**TRECHO DA PÁGINA:**

/---

Conversamos com o Dr. Diocésio de Andrade, afiliado ao Instituto Oncológico de Ribeirão Preto (InORP) do Grupo Oncoclínicas, que coordenou a pesquisa junto com a Dra. Andréa Gadelha, afiliada ao Hospital A. C. Camargo Cancer Center, e com o Dr. Fernando Maluf, afiliado ao Hospital Beneficência Portuguesa de São Paulo. Os três oncoginecologistas atuam também no Grupo Brasileiro de Tumores Ginecológicos (EVA).

Para o estudo publicado em março, os pesquisadores elaboraram 50 questões de múltipla escolha sobre o tratamento de pacientes com câncer de endométrio metastático ao diagnóstico ou recidivante sem possibilidade de controle local. As perguntas foram respondidas por 20 especialistas em oncoginecologia.

Houve consenso em metade das questões, isto é, em 25 das 50 perguntas, pelo menos 75% dos participantes escolheram as mesmas respostas. E, para outras 23 questões, embora não tenha havido consenso, entre 50% e 75% dos especialistas optaram pela mesma alternativa.

Entre as principais recomendações indicadas pelos participantes estão a inclusão de testes moleculares para todas as pacientes com câncer de endométrio metastático ou recidivante. Quanto aos marcadores, a maioria apontou como fatores essenciais para a escolha da primeira linha terapêutica a análise de instabilidade de microssatélites (ou seja, alterações no tamanho de sequências repetitivas de ADN por inserções e deleções de nucleotídeos, que são indicativas de um defeito no mecanismo de reparo de ADN) e do receptor tipo 2 do fator de crescimento epidérmico humano (HER2+, do inglês Human Epidermal Growth Factor Receptor 2).

Os especialistas consultados concordaram ainda que quimioterapia com carboplatina e paclitaxel deve ser o tratamento de primeira linha para pacientes com tumor negativo para HER2, enquanto, para os casos positivos para HER2, eles apontaram que o mais indicado seria acrescentar trastuzumabe. No tratamento de segunda linha, a recomendação mais escolhida foi de, além de avaliar previamente a instabilidade de microssatélites e o HER2, analisar também níveis de ligante 1 da morte celular programada (PD-L1, sigla do inglês Programmed Death-Ligand 1) e receptores hormonais. Já com relação ao tratamento, o uso de pembrolizumabe + lenvatinibe foi apontado como principal alternativa, independentemente dos resultados de HER2, PD-L1 ou receptores hormonais.

Segundo o Dr. Diocésio de Andrade, quando se trata de marcadores moleculares, os mais importantes para pacientes com câncer de endométrio recidivante ou metastático são, de fato, instabilidade de microssatélites, HER2 e, ainda, P53. “Por exemplo, se a paciente tem instabilidade de microssatélite, a imunoterapia tem mais resultado do que naquelas com estabilidade", disse, lembrando que, no caso da proteína HER2, o resultado positivo para esse marcador possibilita lançar mão de medicamentos anti-HER2, tal como o trastuzumabe.

\---

**MATERIAL FORNECIDO:**
/---

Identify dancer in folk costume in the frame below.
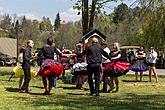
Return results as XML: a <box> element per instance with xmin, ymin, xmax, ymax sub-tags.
<box><xmin>72</xmin><ymin>43</ymin><xmax>87</xmax><ymax>89</ymax></box>
<box><xmin>101</xmin><ymin>41</ymin><xmax>110</xmax><ymax>92</ymax></box>
<box><xmin>13</xmin><ymin>46</ymin><xmax>37</xmax><ymax>90</ymax></box>
<box><xmin>131</xmin><ymin>46</ymin><xmax>148</xmax><ymax>81</ymax></box>
<box><xmin>104</xmin><ymin>43</ymin><xmax>130</xmax><ymax>92</ymax></box>
<box><xmin>19</xmin><ymin>40</ymin><xmax>34</xmax><ymax>93</ymax></box>
<box><xmin>39</xmin><ymin>37</ymin><xmax>63</xmax><ymax>95</ymax></box>
<box><xmin>83</xmin><ymin>37</ymin><xmax>111</xmax><ymax>96</ymax></box>
<box><xmin>146</xmin><ymin>47</ymin><xmax>158</xmax><ymax>82</ymax></box>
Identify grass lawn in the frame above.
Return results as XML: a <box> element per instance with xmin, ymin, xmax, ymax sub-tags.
<box><xmin>0</xmin><ymin>71</ymin><xmax>165</xmax><ymax>110</ymax></box>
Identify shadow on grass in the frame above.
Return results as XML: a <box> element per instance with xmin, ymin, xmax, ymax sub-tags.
<box><xmin>28</xmin><ymin>93</ymin><xmax>165</xmax><ymax>110</ymax></box>
<box><xmin>122</xmin><ymin>80</ymin><xmax>148</xmax><ymax>82</ymax></box>
<box><xmin>32</xmin><ymin>86</ymin><xmax>44</xmax><ymax>89</ymax></box>
<box><xmin>6</xmin><ymin>87</ymin><xmax>19</xmax><ymax>92</ymax></box>
<box><xmin>0</xmin><ymin>71</ymin><xmax>12</xmax><ymax>76</ymax></box>
<box><xmin>67</xmin><ymin>93</ymin><xmax>85</xmax><ymax>95</ymax></box>
<box><xmin>57</xmin><ymin>87</ymin><xmax>89</xmax><ymax>91</ymax></box>
<box><xmin>29</xmin><ymin>92</ymin><xmax>44</xmax><ymax>95</ymax></box>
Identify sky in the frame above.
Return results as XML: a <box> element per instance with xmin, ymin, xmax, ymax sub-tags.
<box><xmin>0</xmin><ymin>0</ymin><xmax>137</xmax><ymax>23</ymax></box>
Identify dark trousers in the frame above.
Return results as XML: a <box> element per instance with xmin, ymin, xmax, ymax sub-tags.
<box><xmin>87</xmin><ymin>64</ymin><xmax>100</xmax><ymax>93</ymax></box>
<box><xmin>103</xmin><ymin>72</ymin><xmax>107</xmax><ymax>91</ymax></box>
<box><xmin>21</xmin><ymin>65</ymin><xmax>31</xmax><ymax>91</ymax></box>
<box><xmin>42</xmin><ymin>76</ymin><xmax>53</xmax><ymax>88</ymax></box>
<box><xmin>102</xmin><ymin>63</ymin><xmax>107</xmax><ymax>91</ymax></box>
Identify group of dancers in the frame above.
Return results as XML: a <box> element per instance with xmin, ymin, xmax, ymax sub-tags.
<box><xmin>13</xmin><ymin>37</ymin><xmax>157</xmax><ymax>96</ymax></box>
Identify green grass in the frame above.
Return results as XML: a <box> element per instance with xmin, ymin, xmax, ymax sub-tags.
<box><xmin>0</xmin><ymin>72</ymin><xmax>165</xmax><ymax>110</ymax></box>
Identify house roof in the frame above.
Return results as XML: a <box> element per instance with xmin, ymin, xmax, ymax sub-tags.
<box><xmin>0</xmin><ymin>38</ymin><xmax>17</xmax><ymax>57</ymax></box>
<box><xmin>81</xmin><ymin>29</ymin><xmax>106</xmax><ymax>41</ymax></box>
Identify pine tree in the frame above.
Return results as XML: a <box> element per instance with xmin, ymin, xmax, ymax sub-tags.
<box><xmin>54</xmin><ymin>13</ymin><xmax>61</xmax><ymax>30</ymax></box>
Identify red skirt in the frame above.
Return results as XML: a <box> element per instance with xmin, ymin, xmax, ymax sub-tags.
<box><xmin>38</xmin><ymin>60</ymin><xmax>64</xmax><ymax>77</ymax></box>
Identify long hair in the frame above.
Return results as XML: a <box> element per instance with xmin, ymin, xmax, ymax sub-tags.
<box><xmin>113</xmin><ymin>42</ymin><xmax>120</xmax><ymax>51</ymax></box>
<box><xmin>47</xmin><ymin>37</ymin><xmax>54</xmax><ymax>46</ymax></box>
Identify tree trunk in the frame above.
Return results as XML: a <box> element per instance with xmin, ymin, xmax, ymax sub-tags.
<box><xmin>82</xmin><ymin>0</ymin><xmax>89</xmax><ymax>35</ymax></box>
<box><xmin>89</xmin><ymin>0</ymin><xmax>97</xmax><ymax>31</ymax></box>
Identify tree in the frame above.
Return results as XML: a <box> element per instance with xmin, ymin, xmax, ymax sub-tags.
<box><xmin>113</xmin><ymin>3</ymin><xmax>128</xmax><ymax>24</ymax></box>
<box><xmin>74</xmin><ymin>0</ymin><xmax>117</xmax><ymax>35</ymax></box>
<box><xmin>54</xmin><ymin>13</ymin><xmax>61</xmax><ymax>31</ymax></box>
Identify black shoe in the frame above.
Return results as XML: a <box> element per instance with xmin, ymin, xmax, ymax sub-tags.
<box><xmin>96</xmin><ymin>93</ymin><xmax>100</xmax><ymax>96</ymax></box>
<box><xmin>89</xmin><ymin>92</ymin><xmax>95</xmax><ymax>96</ymax></box>
<box><xmin>43</xmin><ymin>91</ymin><xmax>51</xmax><ymax>95</ymax></box>
<box><xmin>19</xmin><ymin>90</ymin><xmax>30</xmax><ymax>93</ymax></box>
<box><xmin>100</xmin><ymin>89</ymin><xmax>107</xmax><ymax>93</ymax></box>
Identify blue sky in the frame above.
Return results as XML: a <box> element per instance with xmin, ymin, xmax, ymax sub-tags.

\---

**TAREFAS A CUMPRIR:**
1. Traduza para o inglês esta frase do trecho da página: "As perguntas foram respondidas por 20 especialistas em oncoginecologia."
2. Transcreva do trecho da página a parte que começa em "Conversamos com o" e vai até "especialistas em oncoginecologia.", incluindo essas palavras.

**CONJUNTO DE RESPOSTAS:**
1. The questions were answered by 20 specialists in gynecologic oncology.

2.
Conversamos com o Dr. Diocésio de Andrade, afiliado ao Instituto Oncológico de Ribeirão Preto (InORP) do Grupo Oncoclínicas, que coordenou a pesquisa junto com a Dra. Andréa Gadelha, afiliada ao Hospital A. C. Camargo Cancer Center, e com o Dr. Fernando Maluf, afiliado ao Hospital Beneficência Portuguesa de São Paulo. Os três oncoginecologistas atuam também no Grupo Brasileiro de Tumores Ginecológicos (EVA).

Para o estudo publicado em março, os pesquisadores elaboraram 50 questões de múltipla escolha sobre o tratamento de pacientes com câncer de endométrio metastático ao diagnóstico ou recidivante sem possibilidade de controle local. As perguntas foram respondidas por 20 especialistas em oncoginecologia.